Data shown:
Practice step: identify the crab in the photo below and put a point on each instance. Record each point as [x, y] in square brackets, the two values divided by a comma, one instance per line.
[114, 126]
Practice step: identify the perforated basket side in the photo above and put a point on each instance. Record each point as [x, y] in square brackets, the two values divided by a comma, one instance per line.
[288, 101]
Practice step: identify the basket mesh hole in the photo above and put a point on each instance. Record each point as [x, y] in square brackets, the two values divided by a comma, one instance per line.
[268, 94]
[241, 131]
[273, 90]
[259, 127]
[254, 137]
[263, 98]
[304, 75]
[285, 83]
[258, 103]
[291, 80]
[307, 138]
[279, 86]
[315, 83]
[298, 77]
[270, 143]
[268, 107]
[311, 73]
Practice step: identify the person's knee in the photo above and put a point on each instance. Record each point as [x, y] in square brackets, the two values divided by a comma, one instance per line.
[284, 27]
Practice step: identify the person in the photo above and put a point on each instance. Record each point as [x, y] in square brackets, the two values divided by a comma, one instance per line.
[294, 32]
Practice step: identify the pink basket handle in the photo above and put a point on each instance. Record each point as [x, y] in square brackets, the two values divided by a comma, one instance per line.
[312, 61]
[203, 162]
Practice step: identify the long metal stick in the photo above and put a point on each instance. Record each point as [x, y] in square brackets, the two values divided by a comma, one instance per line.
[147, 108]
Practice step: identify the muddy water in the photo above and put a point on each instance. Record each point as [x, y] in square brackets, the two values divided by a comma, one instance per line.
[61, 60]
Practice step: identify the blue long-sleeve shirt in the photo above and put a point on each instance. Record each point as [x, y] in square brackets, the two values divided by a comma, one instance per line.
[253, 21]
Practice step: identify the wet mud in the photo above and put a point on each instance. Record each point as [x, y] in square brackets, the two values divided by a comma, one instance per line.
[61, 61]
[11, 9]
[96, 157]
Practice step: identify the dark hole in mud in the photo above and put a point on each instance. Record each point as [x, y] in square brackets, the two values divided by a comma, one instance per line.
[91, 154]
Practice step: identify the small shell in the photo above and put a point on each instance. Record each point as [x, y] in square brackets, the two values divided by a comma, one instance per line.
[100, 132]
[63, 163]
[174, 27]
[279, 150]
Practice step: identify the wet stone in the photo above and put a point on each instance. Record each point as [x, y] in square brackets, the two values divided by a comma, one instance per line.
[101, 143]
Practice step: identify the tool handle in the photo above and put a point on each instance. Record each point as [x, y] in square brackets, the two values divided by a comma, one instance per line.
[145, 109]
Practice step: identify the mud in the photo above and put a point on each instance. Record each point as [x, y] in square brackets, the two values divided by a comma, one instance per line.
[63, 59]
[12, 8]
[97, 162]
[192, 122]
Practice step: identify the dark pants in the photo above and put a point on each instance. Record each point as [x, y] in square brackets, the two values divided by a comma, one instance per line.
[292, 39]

==

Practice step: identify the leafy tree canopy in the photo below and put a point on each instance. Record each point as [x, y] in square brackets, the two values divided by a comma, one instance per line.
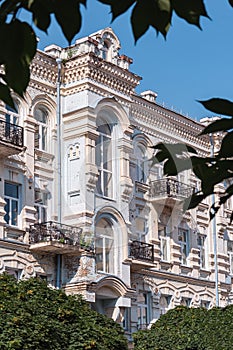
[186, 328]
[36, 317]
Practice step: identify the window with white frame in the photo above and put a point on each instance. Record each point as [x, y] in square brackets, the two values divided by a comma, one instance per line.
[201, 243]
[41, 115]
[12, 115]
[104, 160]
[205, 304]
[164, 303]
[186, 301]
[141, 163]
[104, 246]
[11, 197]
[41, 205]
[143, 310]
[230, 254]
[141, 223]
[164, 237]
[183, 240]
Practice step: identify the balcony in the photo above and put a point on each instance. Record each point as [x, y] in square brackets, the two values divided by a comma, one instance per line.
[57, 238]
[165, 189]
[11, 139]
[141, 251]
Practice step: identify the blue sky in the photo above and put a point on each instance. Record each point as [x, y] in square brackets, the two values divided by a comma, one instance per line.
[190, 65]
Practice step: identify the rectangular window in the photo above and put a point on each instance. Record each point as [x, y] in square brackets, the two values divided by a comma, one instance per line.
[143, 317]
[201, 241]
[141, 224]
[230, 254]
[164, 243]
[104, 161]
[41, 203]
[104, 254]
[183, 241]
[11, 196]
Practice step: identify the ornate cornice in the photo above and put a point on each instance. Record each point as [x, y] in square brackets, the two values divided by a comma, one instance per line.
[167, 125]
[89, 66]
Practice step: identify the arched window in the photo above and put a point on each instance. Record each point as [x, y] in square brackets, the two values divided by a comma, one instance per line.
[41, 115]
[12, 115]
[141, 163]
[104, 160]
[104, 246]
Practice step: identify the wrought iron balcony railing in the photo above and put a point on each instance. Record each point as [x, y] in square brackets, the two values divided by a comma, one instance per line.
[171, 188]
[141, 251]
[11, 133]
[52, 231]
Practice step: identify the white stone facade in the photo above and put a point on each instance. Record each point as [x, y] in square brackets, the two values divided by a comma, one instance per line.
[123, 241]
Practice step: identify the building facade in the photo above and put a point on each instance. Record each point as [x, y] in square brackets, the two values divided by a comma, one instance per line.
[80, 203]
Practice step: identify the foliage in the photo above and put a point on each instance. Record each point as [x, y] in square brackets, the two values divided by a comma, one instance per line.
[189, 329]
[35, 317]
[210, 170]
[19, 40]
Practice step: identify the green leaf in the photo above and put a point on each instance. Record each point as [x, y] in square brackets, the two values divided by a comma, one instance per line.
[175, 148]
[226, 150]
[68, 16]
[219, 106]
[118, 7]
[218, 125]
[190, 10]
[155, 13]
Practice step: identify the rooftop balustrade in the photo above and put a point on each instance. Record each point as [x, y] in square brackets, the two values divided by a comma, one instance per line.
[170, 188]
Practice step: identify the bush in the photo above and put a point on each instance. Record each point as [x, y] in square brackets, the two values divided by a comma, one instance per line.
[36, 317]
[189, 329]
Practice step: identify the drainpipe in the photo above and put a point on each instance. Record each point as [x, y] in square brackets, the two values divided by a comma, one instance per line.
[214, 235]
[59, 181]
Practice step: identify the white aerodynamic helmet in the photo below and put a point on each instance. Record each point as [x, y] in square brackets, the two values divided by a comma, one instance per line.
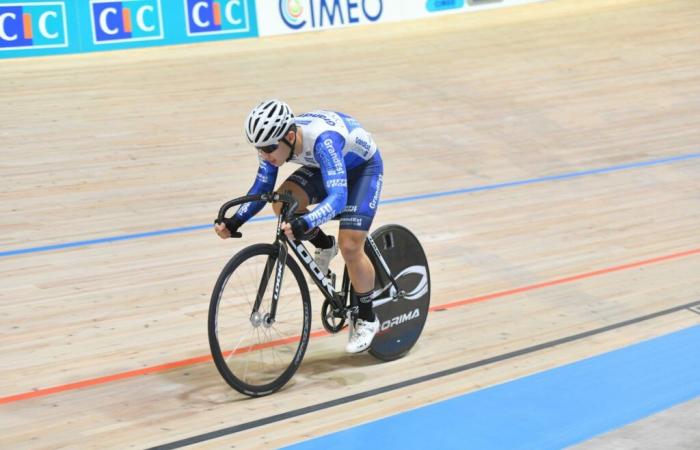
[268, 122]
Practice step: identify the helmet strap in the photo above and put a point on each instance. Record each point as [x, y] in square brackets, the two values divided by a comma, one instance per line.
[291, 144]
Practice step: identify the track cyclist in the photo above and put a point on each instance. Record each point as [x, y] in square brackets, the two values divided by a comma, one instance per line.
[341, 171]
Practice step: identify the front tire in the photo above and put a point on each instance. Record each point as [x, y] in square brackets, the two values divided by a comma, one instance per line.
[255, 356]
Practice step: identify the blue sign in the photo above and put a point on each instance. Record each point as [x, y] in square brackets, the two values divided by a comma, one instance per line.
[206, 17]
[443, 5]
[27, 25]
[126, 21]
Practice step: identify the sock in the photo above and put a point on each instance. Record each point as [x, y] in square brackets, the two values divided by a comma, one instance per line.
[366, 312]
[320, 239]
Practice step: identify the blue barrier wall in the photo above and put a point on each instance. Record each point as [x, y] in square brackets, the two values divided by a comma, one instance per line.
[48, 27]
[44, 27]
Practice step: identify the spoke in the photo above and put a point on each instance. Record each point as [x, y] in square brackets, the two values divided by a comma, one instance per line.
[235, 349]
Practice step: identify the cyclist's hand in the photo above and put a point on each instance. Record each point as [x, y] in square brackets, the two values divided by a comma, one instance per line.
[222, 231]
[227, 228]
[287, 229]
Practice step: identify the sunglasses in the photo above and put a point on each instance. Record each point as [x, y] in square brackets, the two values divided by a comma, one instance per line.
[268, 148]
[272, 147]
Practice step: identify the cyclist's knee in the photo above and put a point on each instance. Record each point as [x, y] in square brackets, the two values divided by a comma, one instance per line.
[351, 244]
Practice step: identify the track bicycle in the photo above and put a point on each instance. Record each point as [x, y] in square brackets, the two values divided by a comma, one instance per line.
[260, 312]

* * *

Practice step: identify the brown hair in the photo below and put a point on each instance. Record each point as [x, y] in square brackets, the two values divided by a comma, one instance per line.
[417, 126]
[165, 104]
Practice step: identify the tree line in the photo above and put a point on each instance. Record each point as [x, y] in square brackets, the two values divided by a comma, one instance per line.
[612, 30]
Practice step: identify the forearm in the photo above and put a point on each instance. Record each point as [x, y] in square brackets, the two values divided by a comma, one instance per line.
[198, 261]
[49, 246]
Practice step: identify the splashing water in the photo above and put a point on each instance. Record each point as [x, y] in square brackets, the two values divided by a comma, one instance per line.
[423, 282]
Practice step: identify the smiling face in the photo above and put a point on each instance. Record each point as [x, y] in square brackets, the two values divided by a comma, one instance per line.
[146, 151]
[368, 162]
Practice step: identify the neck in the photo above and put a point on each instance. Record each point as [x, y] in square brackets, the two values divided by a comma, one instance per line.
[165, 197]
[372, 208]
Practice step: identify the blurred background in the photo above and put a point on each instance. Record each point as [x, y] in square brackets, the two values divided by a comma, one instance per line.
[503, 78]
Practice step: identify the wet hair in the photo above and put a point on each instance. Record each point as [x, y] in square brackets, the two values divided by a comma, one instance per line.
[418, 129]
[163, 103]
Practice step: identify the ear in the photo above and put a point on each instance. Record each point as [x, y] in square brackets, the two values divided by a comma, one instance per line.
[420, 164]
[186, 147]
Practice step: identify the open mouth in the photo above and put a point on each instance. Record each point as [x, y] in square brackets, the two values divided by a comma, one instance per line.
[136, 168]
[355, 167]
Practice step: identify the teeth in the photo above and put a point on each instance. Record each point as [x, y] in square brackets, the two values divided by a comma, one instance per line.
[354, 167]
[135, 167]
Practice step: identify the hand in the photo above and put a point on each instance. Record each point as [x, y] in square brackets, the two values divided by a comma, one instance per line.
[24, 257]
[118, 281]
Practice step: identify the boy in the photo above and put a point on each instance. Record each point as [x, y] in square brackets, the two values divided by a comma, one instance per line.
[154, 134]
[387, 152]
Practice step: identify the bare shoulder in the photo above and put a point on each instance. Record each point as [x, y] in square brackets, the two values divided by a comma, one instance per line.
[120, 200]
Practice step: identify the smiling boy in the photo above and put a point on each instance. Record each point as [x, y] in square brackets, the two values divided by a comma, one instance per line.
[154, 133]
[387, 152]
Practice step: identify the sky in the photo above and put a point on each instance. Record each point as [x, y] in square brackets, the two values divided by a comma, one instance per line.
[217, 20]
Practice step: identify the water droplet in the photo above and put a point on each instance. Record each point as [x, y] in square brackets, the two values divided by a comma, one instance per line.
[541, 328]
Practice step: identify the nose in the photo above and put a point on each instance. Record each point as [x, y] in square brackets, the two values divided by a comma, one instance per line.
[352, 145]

Problem description:
Pull out every line of the material above that contains the string "below", matching case exactly.

Expected answer:
Practice step: identify the crab in the photo below and put a point on each instance. Record each point as [x, y] in square brackets, the two values divided by a comma, one instance per line.
Practice step: identify the leafy tree canopy in the photo below and put a point on each instance. Record each point as [x, y] in square brackets, the two values divided by a comma, one instance per line.
Practice step: identify the white aerodynamic helmet in the photo below and put a point on each instance. Record each point as [x, y] in square brackets, the two values divided by a comma, one instance per line.
Practice step: identify the brown hair in the photo below and put a point on each instance. Record each point as [x, y] in square brackets, the two values divided by a comma, one instance per line.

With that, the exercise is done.